Records excerpted from a collection
####

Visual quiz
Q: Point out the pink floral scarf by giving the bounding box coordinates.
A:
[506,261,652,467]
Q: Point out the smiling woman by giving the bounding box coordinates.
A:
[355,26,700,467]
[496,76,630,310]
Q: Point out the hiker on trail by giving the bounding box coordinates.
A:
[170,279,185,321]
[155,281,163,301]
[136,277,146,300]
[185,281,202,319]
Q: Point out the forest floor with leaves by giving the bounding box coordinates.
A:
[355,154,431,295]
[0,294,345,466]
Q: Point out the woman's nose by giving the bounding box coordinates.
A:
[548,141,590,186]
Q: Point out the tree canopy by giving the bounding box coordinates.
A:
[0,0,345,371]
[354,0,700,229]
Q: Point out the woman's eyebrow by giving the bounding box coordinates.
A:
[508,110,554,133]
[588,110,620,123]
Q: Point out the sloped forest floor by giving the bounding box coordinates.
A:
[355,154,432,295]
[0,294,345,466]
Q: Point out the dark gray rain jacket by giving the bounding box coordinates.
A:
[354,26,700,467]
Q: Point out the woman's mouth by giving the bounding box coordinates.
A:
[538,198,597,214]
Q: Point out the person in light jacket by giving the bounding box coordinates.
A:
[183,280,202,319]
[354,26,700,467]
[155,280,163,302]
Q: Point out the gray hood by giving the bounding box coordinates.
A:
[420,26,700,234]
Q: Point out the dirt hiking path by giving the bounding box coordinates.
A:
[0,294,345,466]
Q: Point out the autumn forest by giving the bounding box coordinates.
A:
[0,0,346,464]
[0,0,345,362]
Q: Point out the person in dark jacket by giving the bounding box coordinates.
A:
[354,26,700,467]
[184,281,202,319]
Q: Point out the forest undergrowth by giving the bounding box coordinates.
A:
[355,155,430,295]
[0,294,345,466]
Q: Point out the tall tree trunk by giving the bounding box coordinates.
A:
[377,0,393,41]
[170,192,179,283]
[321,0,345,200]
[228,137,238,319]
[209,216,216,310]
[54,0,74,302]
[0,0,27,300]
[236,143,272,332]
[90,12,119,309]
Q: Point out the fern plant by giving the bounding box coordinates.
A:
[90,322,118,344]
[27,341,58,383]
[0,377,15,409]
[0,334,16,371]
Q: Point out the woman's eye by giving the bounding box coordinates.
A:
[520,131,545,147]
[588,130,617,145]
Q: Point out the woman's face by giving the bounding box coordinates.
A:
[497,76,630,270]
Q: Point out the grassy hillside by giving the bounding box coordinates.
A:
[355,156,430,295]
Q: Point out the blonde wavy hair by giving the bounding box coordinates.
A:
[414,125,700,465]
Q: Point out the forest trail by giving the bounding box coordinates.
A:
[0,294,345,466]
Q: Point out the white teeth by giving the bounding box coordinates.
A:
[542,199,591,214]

####

Required work. Recast the records above as a Markdown table with the columns "Row" and "Line", numbering each line in order and leaving out blank lines.

Exercise answer.
| Row | Line |
|---|---|
| 1 | Visual quiz |
| 2 | Q: Point out the pink floral scarf by giving the bounding box coordinates. |
| 3 | A: |
| 4 | [506,261,652,467] |
| 5 | Q: Point out the smiling woman by giving the bounding box coordinates. |
| 6 | A: |
| 7 | [355,26,700,467] |
| 8 | [496,76,630,310] |
| 9 | Q: Point out the hiker on trail by giving the bounding box coordinates. |
| 10 | A: |
| 11 | [170,279,185,321] |
| 12 | [155,281,163,301] |
| 13 | [136,277,146,300] |
| 14 | [185,281,202,319] |
| 15 | Q: Point out the forest floor with leaves by giving the bounding box coordinates. |
| 16 | A: |
| 17 | [355,154,431,295] |
| 18 | [0,294,345,466] |
| 19 | Q: Point out the woman's nose by giving the bounding box coordinates. |
| 20 | A: |
| 21 | [548,141,590,186] |
| 22 | Q: Point out the tree canopy by giving the bounding box coordinates. |
| 23 | A: |
| 24 | [0,0,345,371] |
| 25 | [354,0,700,229] |
| 26 | Q: Point out the woman's eyebrow by giving the bounding box coordinates. |
| 27 | A: |
| 28 | [508,110,554,133] |
| 29 | [588,110,620,123] |
| 30 | Q: Point out the sloped forest floor by giving the bounding box coordinates. |
| 31 | A: |
| 32 | [355,154,432,295] |
| 33 | [0,294,345,466] |
| 34 | Q: Point out the dark gray rain jacket by giving the bounding box coordinates. |
| 35 | A: |
| 36 | [354,26,700,467] |
| 37 | Q: Point out the woman's mouth by giving the bounding box coordinates. |
| 38 | A: |
| 39 | [538,198,597,214] |
| 40 | Q: Point out the person in light jacket by giving the bounding box coordinates. |
| 41 | A: |
| 42 | [183,280,202,319] |
| 43 | [354,26,700,467] |
| 44 | [155,280,163,302] |
| 45 | Q: Point out the gray hood by giving the bounding box coordinates. |
| 46 | A: |
| 47 | [420,26,700,234] |
| 48 | Q: Point out the dirt hiking path by giving the bounding box coordinates. |
| 49 | A: |
| 50 | [0,294,345,466] |
| 51 | Q: Point out the autumn forest by giving the bounding box coordinates. |
| 52 | A: |
| 53 | [0,0,346,464] |
| 54 | [0,0,345,362] |
| 55 | Q: Point out the person in dark jacket by giving the bounding box coordinates. |
| 56 | A: |
| 57 | [354,26,700,467] |
| 58 | [184,281,202,319] |
| 59 | Q: Point out the forest undergrowth by giving the bounding box coordinates. |
| 60 | A: |
| 61 | [355,155,430,295] |
| 62 | [0,294,345,466] |
| 63 | Q: Point out the tall tree trunk by giving the bounding box coordinates. |
| 64 | A: |
| 65 | [377,0,393,41] |
| 66 | [170,192,179,283] |
| 67 | [321,0,345,200] |
| 68 | [228,137,238,319] |
| 69 | [209,216,216,310] |
| 70 | [54,0,74,302] |
| 71 | [0,0,27,300] |
| 72 | [236,143,272,332] |
| 73 | [90,12,119,309] |
| 74 | Q: Point out the fern plant by giving the bounding box coordinates. |
| 75 | A: |
| 76 | [90,322,118,344] |
| 77 | [27,341,58,383] |
| 78 | [0,377,15,409] |
| 79 | [0,334,16,371] |
| 80 | Q: Point out the woman's eye by giving the bounding box coordinates. |
| 81 | A: |
| 82 | [520,131,545,147] |
| 83 | [588,130,617,145] |
| 84 | Q: Point out the woman's face by giving the bounding box coordinates. |
| 85 | A: |
| 86 | [497,76,630,270] |
| 87 | Q: Point out the grassy hillside by giving the bounding box coordinates. |
| 88 | A: |
| 89 | [355,156,430,295] |
| 90 | Q: Point out the blonde wavy hair by giving the bounding box coordinates. |
| 91 | A: |
| 92 | [414,125,700,465] |
| 93 | Q: Point out the forest trail by giving the bounding box coordinates. |
| 94 | A: |
| 95 | [0,294,345,466] |
| 96 | Q: Point out the white teeth by giving the bounding box coordinates. |
| 97 | A: |
| 98 | [542,199,591,214] |